:: EJERCICIO PLANTEADO ::
Extrae todas las filas de abajo y reprodúcelas literalmente, sin cambiar nada.

:: FILAS EXTRAÍDAS ::
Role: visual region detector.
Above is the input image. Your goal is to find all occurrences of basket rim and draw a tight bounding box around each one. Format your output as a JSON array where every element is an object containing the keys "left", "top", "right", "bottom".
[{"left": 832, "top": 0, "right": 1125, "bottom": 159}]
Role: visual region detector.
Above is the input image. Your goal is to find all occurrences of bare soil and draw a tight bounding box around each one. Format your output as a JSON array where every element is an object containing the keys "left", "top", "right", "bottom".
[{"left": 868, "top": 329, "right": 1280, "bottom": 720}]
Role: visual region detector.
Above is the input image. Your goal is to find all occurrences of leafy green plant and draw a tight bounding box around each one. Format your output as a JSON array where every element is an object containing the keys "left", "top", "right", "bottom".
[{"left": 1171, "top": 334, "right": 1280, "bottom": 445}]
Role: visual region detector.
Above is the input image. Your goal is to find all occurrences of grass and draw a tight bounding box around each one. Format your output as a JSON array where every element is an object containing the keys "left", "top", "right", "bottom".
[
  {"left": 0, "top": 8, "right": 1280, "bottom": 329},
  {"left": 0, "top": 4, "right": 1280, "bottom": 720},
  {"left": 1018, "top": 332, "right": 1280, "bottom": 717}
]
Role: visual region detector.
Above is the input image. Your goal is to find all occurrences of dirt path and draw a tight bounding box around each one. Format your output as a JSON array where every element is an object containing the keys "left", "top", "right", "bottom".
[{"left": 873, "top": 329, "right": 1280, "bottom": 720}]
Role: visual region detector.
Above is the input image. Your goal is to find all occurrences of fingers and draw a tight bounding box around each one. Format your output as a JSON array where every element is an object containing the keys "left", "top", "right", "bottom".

:: RESPUESTA COMPLETA ::
Role: visual region detector.
Above is the input image. Your goal is to find all occurrences of basket rim and draw a tight bounding box around each one. Format your output as a JSON array where every element is an object containing the keys "left", "top", "right", "bottom".
[{"left": 832, "top": 0, "right": 1125, "bottom": 159}]
Role: visual region detector.
Above is the input image. Your goal is to find all occurrences of bare soil and draw a tight bounding box around each one. Format your output as a JSON array where every element is an object containing the keys "left", "top", "right", "bottom".
[{"left": 868, "top": 329, "right": 1280, "bottom": 720}]
Role: visual region detector.
Above is the input image. Your goal is to find all occurrences of leafy green plant and draw a tight bounding box around each one. Format your output as a JSON array where every element is an object containing the keys "left", "top", "right", "bottom".
[{"left": 1171, "top": 334, "right": 1280, "bottom": 445}]
Role: visual region detector.
Above is the input image. Your goal is to find all occurrences of grass and draw a tight bounding box around each one. Format your output as a JSON array where every element is an object containing the keys "left", "top", "right", "bottom".
[
  {"left": 0, "top": 8, "right": 1280, "bottom": 329},
  {"left": 0, "top": 4, "right": 1280, "bottom": 720},
  {"left": 1018, "top": 332, "right": 1280, "bottom": 717}
]
Role: visual region detector.
Above is the input image. Your goal is to find all occurrences of dirt path and draw a tight bounding box around each one. Format your output as a JSON array where every element is an object containing the keys "left", "top", "right", "bottom".
[{"left": 873, "top": 329, "right": 1280, "bottom": 720}]
Role: visual region detector.
Above is the input image. Your goal is to find all occurrences of fingers and draw a tight bounding box around each one. Format your output as a JSON array where every element is an object containing the keys "left", "top", "right", "bottom".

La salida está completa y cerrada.